**** GIVEN ENTRIES ****

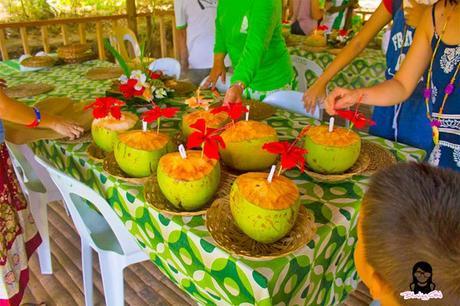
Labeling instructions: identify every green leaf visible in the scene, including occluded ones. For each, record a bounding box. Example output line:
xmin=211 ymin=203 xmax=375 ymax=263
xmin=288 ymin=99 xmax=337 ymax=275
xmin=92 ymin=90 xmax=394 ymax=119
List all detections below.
xmin=104 ymin=38 xmax=131 ymax=78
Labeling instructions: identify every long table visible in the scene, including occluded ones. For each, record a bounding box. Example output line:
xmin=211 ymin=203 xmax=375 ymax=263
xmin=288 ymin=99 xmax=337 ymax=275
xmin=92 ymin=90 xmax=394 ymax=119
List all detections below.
xmin=0 ymin=61 xmax=424 ymax=305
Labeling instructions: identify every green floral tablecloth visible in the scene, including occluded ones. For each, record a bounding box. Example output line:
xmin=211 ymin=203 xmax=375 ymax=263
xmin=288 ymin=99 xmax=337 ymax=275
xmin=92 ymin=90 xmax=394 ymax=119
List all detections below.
xmin=0 ymin=61 xmax=424 ymax=305
xmin=289 ymin=47 xmax=386 ymax=89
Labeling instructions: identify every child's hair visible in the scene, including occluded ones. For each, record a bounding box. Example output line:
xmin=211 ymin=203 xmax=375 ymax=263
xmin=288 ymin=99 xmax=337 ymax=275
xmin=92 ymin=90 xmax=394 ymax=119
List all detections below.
xmin=361 ymin=163 xmax=460 ymax=305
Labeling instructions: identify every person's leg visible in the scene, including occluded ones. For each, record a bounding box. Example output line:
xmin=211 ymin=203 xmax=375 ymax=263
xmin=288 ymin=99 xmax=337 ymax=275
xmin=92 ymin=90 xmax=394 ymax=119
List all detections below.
xmin=186 ymin=69 xmax=211 ymax=86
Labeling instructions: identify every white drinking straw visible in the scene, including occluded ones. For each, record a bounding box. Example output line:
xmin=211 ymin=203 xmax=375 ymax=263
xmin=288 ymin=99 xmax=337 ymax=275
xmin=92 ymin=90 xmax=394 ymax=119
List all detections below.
xmin=179 ymin=144 xmax=187 ymax=159
xmin=267 ymin=165 xmax=276 ymax=183
xmin=329 ymin=117 xmax=335 ymax=133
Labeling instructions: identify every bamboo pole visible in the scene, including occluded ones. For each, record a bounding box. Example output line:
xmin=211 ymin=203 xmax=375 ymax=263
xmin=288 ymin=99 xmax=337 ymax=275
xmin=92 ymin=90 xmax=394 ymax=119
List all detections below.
xmin=0 ymin=29 xmax=9 ymax=61
xmin=19 ymin=27 xmax=30 ymax=54
xmin=96 ymin=21 xmax=106 ymax=60
xmin=78 ymin=23 xmax=86 ymax=44
xmin=41 ymin=26 xmax=50 ymax=53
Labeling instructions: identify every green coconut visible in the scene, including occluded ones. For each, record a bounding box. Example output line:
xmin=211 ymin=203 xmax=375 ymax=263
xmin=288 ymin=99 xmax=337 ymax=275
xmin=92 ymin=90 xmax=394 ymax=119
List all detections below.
xmin=220 ymin=120 xmax=278 ymax=171
xmin=230 ymin=172 xmax=300 ymax=243
xmin=157 ymin=151 xmax=220 ymax=211
xmin=114 ymin=130 xmax=173 ymax=178
xmin=91 ymin=112 xmax=138 ymax=152
xmin=181 ymin=110 xmax=229 ymax=137
xmin=304 ymin=125 xmax=361 ymax=174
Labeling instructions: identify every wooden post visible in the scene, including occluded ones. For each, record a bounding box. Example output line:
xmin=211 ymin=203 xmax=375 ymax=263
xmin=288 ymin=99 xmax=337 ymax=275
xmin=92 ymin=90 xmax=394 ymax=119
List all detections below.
xmin=78 ymin=23 xmax=86 ymax=44
xmin=41 ymin=26 xmax=50 ymax=53
xmin=61 ymin=24 xmax=69 ymax=45
xmin=126 ymin=0 xmax=137 ymax=35
xmin=0 ymin=29 xmax=9 ymax=61
xmin=159 ymin=16 xmax=167 ymax=57
xmin=96 ymin=21 xmax=105 ymax=61
xmin=19 ymin=27 xmax=30 ymax=54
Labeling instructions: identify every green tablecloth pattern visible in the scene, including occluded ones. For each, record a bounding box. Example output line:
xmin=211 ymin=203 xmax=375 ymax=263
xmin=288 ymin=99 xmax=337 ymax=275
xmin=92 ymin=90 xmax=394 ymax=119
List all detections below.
xmin=0 ymin=61 xmax=424 ymax=305
xmin=288 ymin=47 xmax=386 ymax=89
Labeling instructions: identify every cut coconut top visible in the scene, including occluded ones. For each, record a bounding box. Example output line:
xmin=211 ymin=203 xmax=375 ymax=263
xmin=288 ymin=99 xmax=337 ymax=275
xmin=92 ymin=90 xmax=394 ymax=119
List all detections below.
xmin=307 ymin=125 xmax=361 ymax=147
xmin=118 ymin=130 xmax=169 ymax=152
xmin=182 ymin=110 xmax=228 ymax=129
xmin=234 ymin=172 xmax=300 ymax=210
xmin=93 ymin=112 xmax=138 ymax=131
xmin=221 ymin=120 xmax=276 ymax=143
xmin=158 ymin=151 xmax=218 ymax=181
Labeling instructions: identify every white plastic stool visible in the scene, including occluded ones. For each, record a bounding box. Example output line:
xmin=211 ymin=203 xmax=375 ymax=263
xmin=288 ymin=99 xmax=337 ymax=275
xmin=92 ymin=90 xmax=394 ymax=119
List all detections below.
xmin=36 ymin=157 xmax=149 ymax=306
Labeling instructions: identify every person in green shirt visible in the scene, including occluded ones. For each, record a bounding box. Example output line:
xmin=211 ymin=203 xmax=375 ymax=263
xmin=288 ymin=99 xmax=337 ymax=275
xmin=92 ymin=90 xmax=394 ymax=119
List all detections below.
xmin=204 ymin=0 xmax=293 ymax=104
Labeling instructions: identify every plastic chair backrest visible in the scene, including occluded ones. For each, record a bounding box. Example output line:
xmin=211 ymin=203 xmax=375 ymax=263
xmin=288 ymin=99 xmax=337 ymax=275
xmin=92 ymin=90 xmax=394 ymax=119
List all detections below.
xmin=35 ymin=156 xmax=140 ymax=255
xmin=263 ymin=90 xmax=323 ymax=120
xmin=110 ymin=27 xmax=141 ymax=61
xmin=149 ymin=57 xmax=181 ymax=79
xmin=291 ymin=55 xmax=323 ymax=91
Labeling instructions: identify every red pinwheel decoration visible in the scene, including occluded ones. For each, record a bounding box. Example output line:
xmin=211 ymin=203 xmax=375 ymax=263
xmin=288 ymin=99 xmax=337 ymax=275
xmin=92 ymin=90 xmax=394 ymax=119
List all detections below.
xmin=335 ymin=107 xmax=375 ymax=129
xmin=118 ymin=79 xmax=145 ymax=99
xmin=85 ymin=97 xmax=125 ymax=120
xmin=211 ymin=102 xmax=248 ymax=121
xmin=187 ymin=119 xmax=225 ymax=159
xmin=262 ymin=141 xmax=308 ymax=173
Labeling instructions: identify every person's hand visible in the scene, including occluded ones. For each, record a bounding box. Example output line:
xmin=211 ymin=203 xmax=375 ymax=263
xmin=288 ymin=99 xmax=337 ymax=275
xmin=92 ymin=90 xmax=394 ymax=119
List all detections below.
xmin=326 ymin=88 xmax=362 ymax=116
xmin=224 ymin=85 xmax=243 ymax=105
xmin=203 ymin=60 xmax=227 ymax=89
xmin=303 ymin=82 xmax=326 ymax=113
xmin=47 ymin=116 xmax=85 ymax=140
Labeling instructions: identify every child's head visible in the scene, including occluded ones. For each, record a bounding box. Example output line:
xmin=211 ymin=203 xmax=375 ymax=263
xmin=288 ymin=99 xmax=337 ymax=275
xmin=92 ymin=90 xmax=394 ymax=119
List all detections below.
xmin=360 ymin=163 xmax=460 ymax=305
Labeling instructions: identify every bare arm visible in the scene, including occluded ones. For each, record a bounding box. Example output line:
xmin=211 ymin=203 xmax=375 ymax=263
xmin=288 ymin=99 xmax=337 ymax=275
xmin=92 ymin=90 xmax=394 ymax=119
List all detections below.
xmin=304 ymin=3 xmax=392 ymax=110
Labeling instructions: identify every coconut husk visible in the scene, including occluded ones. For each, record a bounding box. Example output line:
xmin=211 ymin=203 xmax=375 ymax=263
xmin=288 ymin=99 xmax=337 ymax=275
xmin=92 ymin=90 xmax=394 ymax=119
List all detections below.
xmin=3 ymin=83 xmax=54 ymax=99
xmin=144 ymin=168 xmax=237 ymax=216
xmin=206 ymin=196 xmax=316 ymax=259
xmin=3 ymin=98 xmax=93 ymax=144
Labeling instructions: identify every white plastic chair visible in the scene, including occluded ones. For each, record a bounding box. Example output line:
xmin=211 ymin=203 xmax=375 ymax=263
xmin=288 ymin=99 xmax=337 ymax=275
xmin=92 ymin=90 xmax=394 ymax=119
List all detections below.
xmin=35 ymin=157 xmax=149 ymax=306
xmin=200 ymin=72 xmax=233 ymax=93
xmin=149 ymin=57 xmax=181 ymax=80
xmin=291 ymin=55 xmax=323 ymax=91
xmin=263 ymin=90 xmax=323 ymax=120
xmin=6 ymin=142 xmax=62 ymax=274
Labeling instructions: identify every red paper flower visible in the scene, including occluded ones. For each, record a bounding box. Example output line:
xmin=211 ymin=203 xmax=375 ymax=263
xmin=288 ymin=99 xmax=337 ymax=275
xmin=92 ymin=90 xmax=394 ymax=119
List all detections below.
xmin=335 ymin=109 xmax=375 ymax=129
xmin=262 ymin=141 xmax=308 ymax=172
xmin=85 ymin=97 xmax=125 ymax=120
xmin=142 ymin=106 xmax=179 ymax=123
xmin=187 ymin=119 xmax=225 ymax=159
xmin=118 ymin=79 xmax=145 ymax=99
xmin=211 ymin=102 xmax=248 ymax=121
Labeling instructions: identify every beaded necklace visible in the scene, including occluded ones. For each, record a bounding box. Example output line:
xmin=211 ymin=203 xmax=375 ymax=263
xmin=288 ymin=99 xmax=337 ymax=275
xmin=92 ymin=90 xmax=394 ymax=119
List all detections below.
xmin=423 ymin=12 xmax=460 ymax=145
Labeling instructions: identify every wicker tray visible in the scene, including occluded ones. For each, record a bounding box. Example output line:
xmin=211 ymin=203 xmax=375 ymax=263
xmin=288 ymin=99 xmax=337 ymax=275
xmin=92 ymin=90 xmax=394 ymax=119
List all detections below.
xmin=144 ymin=168 xmax=236 ymax=216
xmin=4 ymin=83 xmax=54 ymax=99
xmin=206 ymin=197 xmax=316 ymax=259
xmin=362 ymin=140 xmax=397 ymax=174
xmin=86 ymin=67 xmax=123 ymax=81
xmin=102 ymin=153 xmax=149 ymax=185
xmin=304 ymin=152 xmax=371 ymax=183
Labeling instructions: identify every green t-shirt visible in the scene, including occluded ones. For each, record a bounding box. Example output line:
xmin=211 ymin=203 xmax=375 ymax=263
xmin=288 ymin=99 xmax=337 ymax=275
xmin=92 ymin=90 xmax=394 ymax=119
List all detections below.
xmin=214 ymin=0 xmax=293 ymax=91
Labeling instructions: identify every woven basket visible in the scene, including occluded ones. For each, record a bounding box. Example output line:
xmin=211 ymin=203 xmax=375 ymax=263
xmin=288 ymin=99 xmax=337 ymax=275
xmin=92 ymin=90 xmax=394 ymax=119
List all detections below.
xmin=144 ymin=168 xmax=237 ymax=216
xmin=206 ymin=196 xmax=316 ymax=259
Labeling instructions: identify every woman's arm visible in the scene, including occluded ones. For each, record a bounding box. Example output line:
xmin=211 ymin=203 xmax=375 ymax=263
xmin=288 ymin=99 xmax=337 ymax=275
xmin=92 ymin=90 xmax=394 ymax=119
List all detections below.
xmin=326 ymin=9 xmax=433 ymax=114
xmin=0 ymin=89 xmax=83 ymax=138
xmin=304 ymin=0 xmax=392 ymax=111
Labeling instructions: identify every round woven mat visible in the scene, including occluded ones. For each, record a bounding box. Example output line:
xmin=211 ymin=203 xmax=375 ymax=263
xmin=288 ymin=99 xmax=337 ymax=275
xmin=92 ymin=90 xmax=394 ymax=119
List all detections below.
xmin=86 ymin=67 xmax=123 ymax=81
xmin=4 ymin=83 xmax=54 ymax=99
xmin=102 ymin=153 xmax=149 ymax=185
xmin=305 ymin=152 xmax=371 ymax=183
xmin=206 ymin=196 xmax=316 ymax=259
xmin=144 ymin=168 xmax=236 ymax=216
xmin=361 ymin=140 xmax=397 ymax=174
xmin=86 ymin=142 xmax=107 ymax=162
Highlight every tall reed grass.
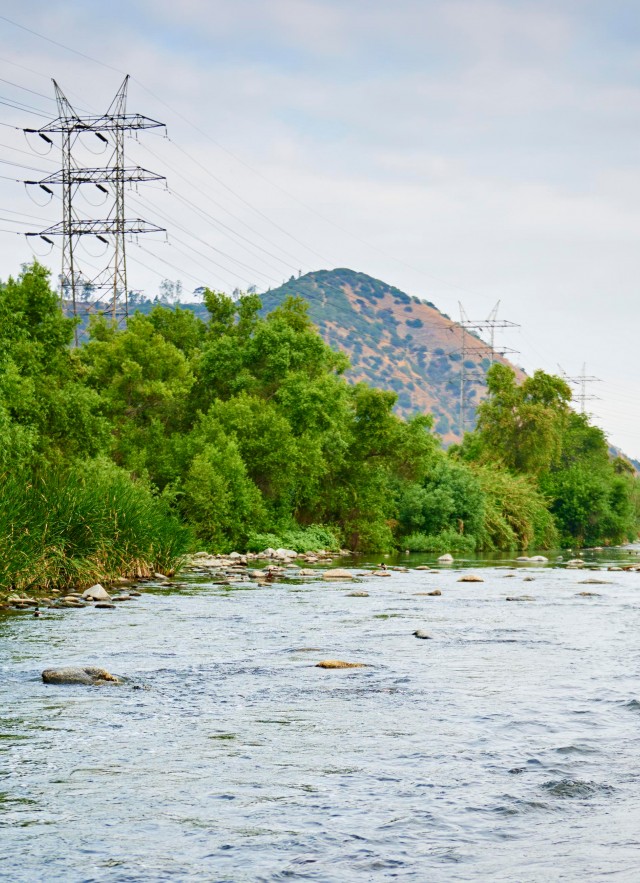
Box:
[0,462,191,590]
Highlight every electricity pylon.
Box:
[452,301,519,438]
[24,75,165,344]
[558,363,602,414]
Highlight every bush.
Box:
[0,461,192,589]
[401,530,476,555]
[247,524,340,552]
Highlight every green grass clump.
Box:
[0,461,191,590]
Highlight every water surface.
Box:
[0,549,640,883]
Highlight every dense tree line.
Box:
[0,264,638,588]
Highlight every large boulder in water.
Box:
[42,665,122,687]
[82,583,111,601]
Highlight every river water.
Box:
[0,548,640,883]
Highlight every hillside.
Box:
[261,269,521,442]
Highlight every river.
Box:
[0,547,640,883]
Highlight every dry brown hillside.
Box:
[261,269,523,442]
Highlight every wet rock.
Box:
[578,579,612,586]
[82,583,110,601]
[42,666,121,687]
[322,567,353,579]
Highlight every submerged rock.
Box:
[322,567,353,579]
[42,666,122,687]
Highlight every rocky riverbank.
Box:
[5,548,640,618]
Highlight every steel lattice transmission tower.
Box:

****

- SHORT PROBLEM:
Please output the lines of the data from the line containing "Highlight every electricity pylon." through the end of the data, inclusive, reproducing them unchanged.

- RESPONSE:
Highlight every electricity pylon.
Box:
[452,301,519,438]
[24,75,165,344]
[558,363,602,414]
Highlight every bush.
Box:
[0,461,192,589]
[401,530,476,555]
[247,524,340,552]
Highlight every green grass clump.
Box:
[0,461,191,590]
Highlight every water surface.
Box:
[0,549,640,883]
Highlight every dense tree line.
Box:
[0,264,638,588]
Highlight every large boulder in water.
Box:
[42,665,122,687]
[82,583,111,601]
Highlight every river water.
Box:
[0,548,640,883]
Highlight every hillside.
Box:
[261,269,521,442]
Highlight every river.
Box:
[0,547,640,883]
Highlight every dry brown hillside.
Box:
[261,269,523,442]
Highlight every wet rock.
Box:
[578,579,612,586]
[82,583,110,601]
[42,666,121,687]
[322,567,353,579]
Highlight every submerged rock.
Box:
[322,567,353,579]
[42,666,122,687]
Highlight every rocky riverbank.
Box:
[5,548,640,618]
Highlight every steel lattice transmission tower.
Box:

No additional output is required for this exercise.